--- TRECHO DO DOCUMENTO ---

A empregada ouve Phil Collins

“Another Day in Paradise” toca, e eu estou na cozinha. Demorei para reconhecê-la e devo dizer que gastei o mesmo par de tempo para descobrir de onde vinha. Primeiro, porque sua tonalidade é, para mim, médio a agudo (e, para ser honesta, hoje não há muita diferenciação) e só reconheço os graves; ou seja, quando a bateria de toque seco se apresenta, em poucos segundos posso sentir, relembrar e reconhecer (não sei se esses dois últimos obedecem a essa ordem). E segundo, porque meus vizinhos… Ah, os meus vizinhos só ouvem o pior da música nacional.

Mas adianto que era “Another Day in Paradise” para que você possa me acompanhar e… Sabe, gosto de sua companhia; gosto de dividir minhas impressões sobre o cotidiano. Nada maior, nem pior. Trata-se somente de impressões e da necessidade de dividi-las.

Bom, querido leitor, querida leitora, quando reconheci a música, identifiquei de onde vinha. Era do apartamento abaixo. Se você pensa que era a proprietária que ouvia, ledo engano. Era a faxineira. Estranho que ela sempre vem fazer o serviço na sexta, e tratava-se de uma quinta quente e abafada…

Mas a faxineira, mulher miúda, magra e rápida, uma verdadeira mulher-rato, trabalha com o som ligado. Teve uma sexta-feira qualquer em que ela ouvia pop rock internacional dos anos 1980 e em outra a boa MPB (com direito àquelas músicas de abertura de novelas).

---

**TAREFA**
Prossiga com a crônica acima sobre a faxineira que ouve Phil Collins, a partir da última frase. Os registros vêm de uma fonte diferente.

--- TRECHOS DOS REGISTROS ---

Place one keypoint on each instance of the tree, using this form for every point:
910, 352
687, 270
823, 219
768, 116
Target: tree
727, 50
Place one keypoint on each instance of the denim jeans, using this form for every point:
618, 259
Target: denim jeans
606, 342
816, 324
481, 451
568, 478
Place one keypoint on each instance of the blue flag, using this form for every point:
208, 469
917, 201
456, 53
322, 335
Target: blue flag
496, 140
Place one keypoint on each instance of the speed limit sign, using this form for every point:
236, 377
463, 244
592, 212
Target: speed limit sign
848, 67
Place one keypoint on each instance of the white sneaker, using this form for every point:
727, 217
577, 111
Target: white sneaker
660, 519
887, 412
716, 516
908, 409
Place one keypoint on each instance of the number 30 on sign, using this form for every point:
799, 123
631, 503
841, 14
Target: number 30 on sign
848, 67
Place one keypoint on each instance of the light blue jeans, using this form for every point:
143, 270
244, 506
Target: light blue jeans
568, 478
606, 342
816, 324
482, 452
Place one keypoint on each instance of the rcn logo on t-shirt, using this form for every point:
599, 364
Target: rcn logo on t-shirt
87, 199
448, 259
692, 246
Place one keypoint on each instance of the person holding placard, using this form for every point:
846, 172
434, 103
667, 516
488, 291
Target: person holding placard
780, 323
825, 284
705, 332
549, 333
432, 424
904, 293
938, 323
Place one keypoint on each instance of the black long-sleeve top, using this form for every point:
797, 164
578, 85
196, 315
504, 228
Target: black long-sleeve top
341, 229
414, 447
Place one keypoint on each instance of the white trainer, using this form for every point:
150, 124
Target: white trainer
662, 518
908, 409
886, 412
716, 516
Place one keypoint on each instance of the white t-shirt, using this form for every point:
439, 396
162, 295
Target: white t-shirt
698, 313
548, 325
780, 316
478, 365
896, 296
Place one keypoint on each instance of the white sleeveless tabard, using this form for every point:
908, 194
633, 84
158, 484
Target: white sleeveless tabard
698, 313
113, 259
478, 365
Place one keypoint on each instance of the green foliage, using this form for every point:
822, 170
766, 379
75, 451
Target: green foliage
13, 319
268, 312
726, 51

---
--- TRECHOS DOS REGISTROS ---

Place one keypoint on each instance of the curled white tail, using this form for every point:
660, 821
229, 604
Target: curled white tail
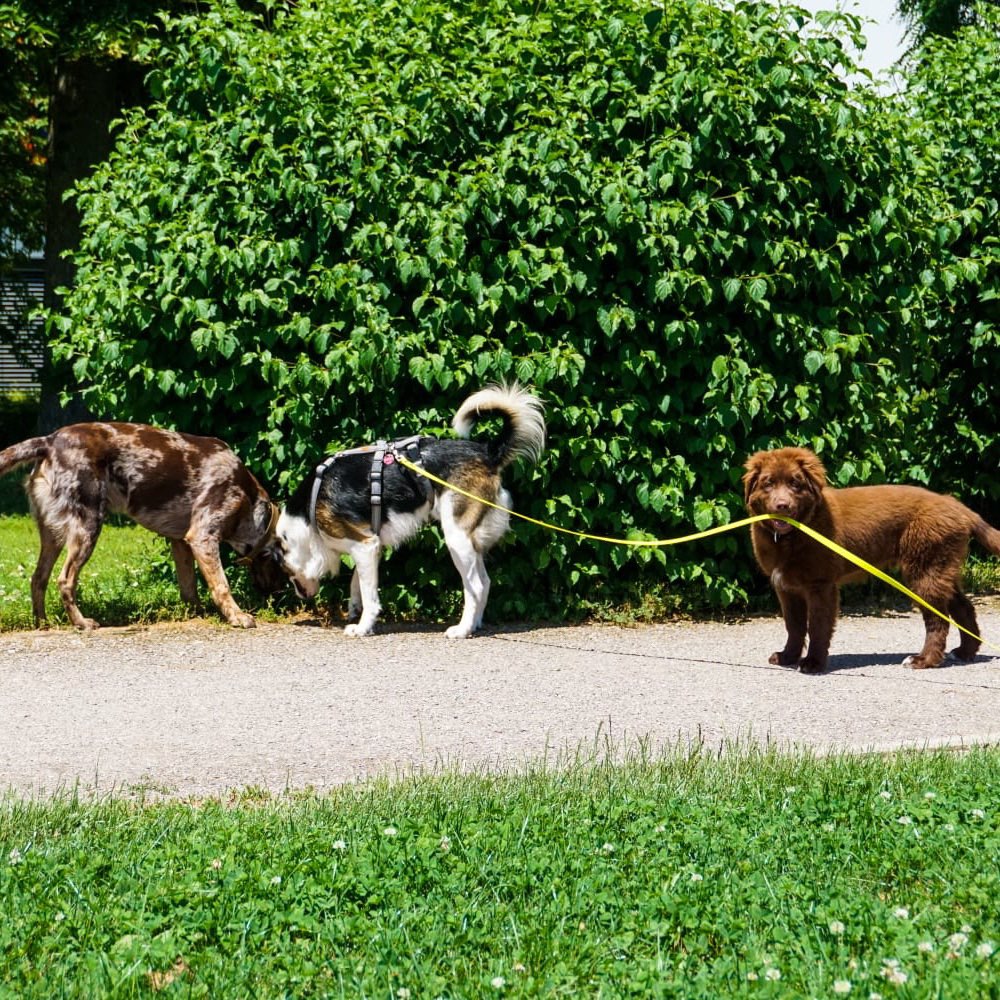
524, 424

---

**RESULTADO DA TAREFA**
Quanto tempo você gastou para ler esses dois parágrafos? Não precisa contar, mas saiba que foi o tempo que gastei pensando: “de quem é essa música mesmo?” Quanto mais tentava, menos o nome se apresentava; nem sequer uma letra. Não permitia associação, não oferecia sinais. Em vão.

Genesis. Isso. Esse é o nome da banda que ele integrou. Ele… Genesis… Qual é o nome mesmo? Tanto tempo que não ouvia mais essa música… Ela é tão bonita; tem algo de especial que me transporta sabe lá para onde… Essa faxineira tem um gosto… Tenho que confessar que gosto quando ela vem fazer a faxina. Não canta, não faz barulho; apenas põe a playlist para tocar… Toda sexta, mas hoje é quinta. Por que será que virou faxineira? Será que não soube acertar suas escolhas, postergou oportunidades ou foi sabotada? Será que ela fala e escreve bem em português? É uma mulher miúda, mulher-rato. Collins. Isso. Lembrei. Phil Collins.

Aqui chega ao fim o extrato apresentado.